Aşağıdaki metin parçasını tek harfini bile değiştirmeden baştan sona tekrar yaz.

[Metin parçası]:
========================================

İnovasyon da simbiyotik yaşam |
Hepimiz değişimin kaçınılmaz olduğunu biliyoruz, ancak "nasıl" sorusunda tıkanıyoruz. Bu hafta, o tıkanıklığın asıl nedenine, yani teknolojiden ziyade insan ve kültür psikolojisine; madalyonun görünmeyen yüzüne bakmak istiyorum.
Kurum içi inovasyon (Intrapreneurship) dendiğinde, yönetim kurullarının gözünde genellikle tek bir başarı metriği canlanır: "Buradan milyar dolarlık yeni bir şirket (Spin-off) çıkar mı?"
Bu, oldukça pragmatik ama bir o kadar da sığ bir bakış açısıdır.
Çünkü bir kurumun inovasyon yolculuğuna çıkması, sadece sonucunda elmas bulmak için yapılan bir kazı değildir. Bu yolculuk, kurumun kendi madenine inme cesaretidir. Madencilikte çok temel bir kural vardır: Derine indikçe basınç artar, oksijen azalır ve şartlar zorlaşır. Ancak yerin jeolojik yapısını, katmanlarını ve potansiyelini sadece o tünelleri açanlar bilir.

========================================

[Veriler]:
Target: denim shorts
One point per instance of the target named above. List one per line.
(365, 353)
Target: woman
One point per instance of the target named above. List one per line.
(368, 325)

========================================

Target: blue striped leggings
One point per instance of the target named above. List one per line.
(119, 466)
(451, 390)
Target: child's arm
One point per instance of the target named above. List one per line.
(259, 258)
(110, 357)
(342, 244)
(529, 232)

========================================

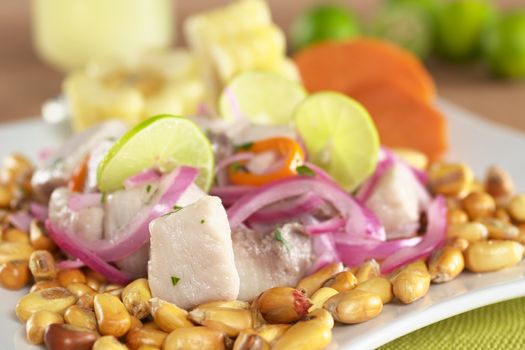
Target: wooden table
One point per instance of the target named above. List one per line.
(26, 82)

========================================

[Sonuç]:
İnovasyon da simbiyotik yaşam |
Hepimiz değişimin kaçınılmaz olduğunu biliyoruz, ancak "nasıl" sorusunda tıkanıyoruz. Bu hafta, o tıkanıklığın asıl nedenine, yani teknolojiden ziyade insan ve kültür psikolojisine; madalyonun görünmeyen yüzüne bakmak istiyorum.
Kurum içi inovasyon (Intrapreneurship) dendiğinde, yönetim kurullarının gözünde genellikle tek bir başarı metriği canlanır: "Buradan milyar dolarlık yeni bir şirket (Spin-off) çıkar mı?"
Bu, oldukça pragmatik ama bir o kadar da sığ bir bakış açısıdır.
Çünkü bir kurumun inovasyon yolculuğuna çıkması, sadece sonucunda elmas bulmak için yapılan bir kazı değildir. Bu yolculuk, kurumun kendi madenine inme cesaretidir. Madencilikte çok temel bir kural vardır: Derine indikçe basınç artar, oksijen azalır ve şartlar zorlaşır. Ancak yerin jeolojik yapısını, katmanlarını ve potansiyelini sadece o tünelleri açanlar bilir.